OMSCHRIJVING OPDRACHT →
Schrijf alsjeblieft het vervolg van de tekst over de Dag van de Psychotherapie in Amsterdam. Begin na de laatste zin van het aangeleverde fragment.

Psychotherapie: confectie of maatwerk? Dag van de Psychotherapie. Amsterdam, 18 december 2015

Tijdschrift voor Psychotherapie
© Stichting Tijdschrift voor Psychotherapie 2016
10.1007/s12485-016-0117-0

Gehoord

Psychotherapie: confectie of maatwerk? Dag van de Psychotherapie. Amsterdam, 18 december 2015

Bram BovendeerdContact Information

(1)  Steenwijk, Nederland

Contact Information Bram Bovendeerd
Email: bram.bovendeerd@gmail.com

: 8  2016


A.M. Bovendeerd,  
klinisch psycholoog/psychotherapeut, is werkzaam bij Dimence locatie Steenwijk Specialistisch, adviseur bij Mindfit, promovendus bij de RUG en docent binnen de opleiding tot klinisch psycholoog en psychotherapeut bij PPO/RUG. Hij is tevens redacteur van dit tijdschrift.

VERZAMELD MATERIAAL →
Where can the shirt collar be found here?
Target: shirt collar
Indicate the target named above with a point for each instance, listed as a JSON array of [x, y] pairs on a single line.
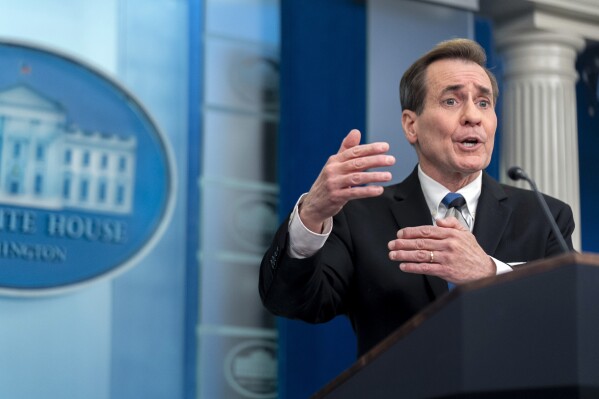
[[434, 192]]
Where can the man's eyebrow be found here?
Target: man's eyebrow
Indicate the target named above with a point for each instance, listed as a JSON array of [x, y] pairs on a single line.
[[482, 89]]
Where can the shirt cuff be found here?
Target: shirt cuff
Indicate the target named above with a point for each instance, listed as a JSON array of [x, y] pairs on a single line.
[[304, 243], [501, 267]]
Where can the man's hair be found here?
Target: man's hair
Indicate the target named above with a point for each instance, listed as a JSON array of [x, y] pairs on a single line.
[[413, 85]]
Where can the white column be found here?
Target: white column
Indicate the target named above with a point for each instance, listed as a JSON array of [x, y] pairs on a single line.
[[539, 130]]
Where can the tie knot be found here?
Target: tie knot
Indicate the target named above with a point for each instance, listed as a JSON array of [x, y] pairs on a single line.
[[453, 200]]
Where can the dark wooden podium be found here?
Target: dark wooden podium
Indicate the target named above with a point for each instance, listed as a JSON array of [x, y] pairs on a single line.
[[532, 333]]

...

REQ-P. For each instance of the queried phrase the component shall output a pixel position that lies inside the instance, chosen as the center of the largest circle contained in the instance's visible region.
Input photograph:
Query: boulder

RESULTAAT HIERONDER →
‘De NVP gaat naar de beurs!’, sprak dagvoorzitter Pim van Dun op de Dag van de Psychotherapie 2015. Hij zinspeelde op het gebouw. Het jaarlijks terugkerende, goedbezochte congres, georganiseerd door de Nederlandse Vereniging voor Psychotherapie (NVP), vond dit keer plaats in de Beurs van Berlage. Het vertrouwde Hotel Krasnapolsky werd namelijk op de schop genomen. Met zijn uitspraak gaf Van Dun mooi weer in welk moeilijk vaarwater ons vak zich momenteel bevindt. Er wordt tegenwoordig fors gekort op de (geestelijke) gezondheidszorg en dus ook op de psychotherapie. Behandelingen waarin je de tijd kunt nemen om optimaal aan te sluiten en maatwerk te leveren, lijken deels te worden vervangen door geprotocolleerde behandelingen die je handelen meer voorschrijven en in tijd strikt gelimiteerd zijn. En wat is hierin wijsheid? Veel tijd nemen terwijl iemand beter of even goed geholpen is met een korterdurende geprotocolleerde behandeling, is niet goed. Maar een protocol afwerken terwijl de behandeling niet aanslaat of patiënten afhaken, is ook geen welbestede inspanning.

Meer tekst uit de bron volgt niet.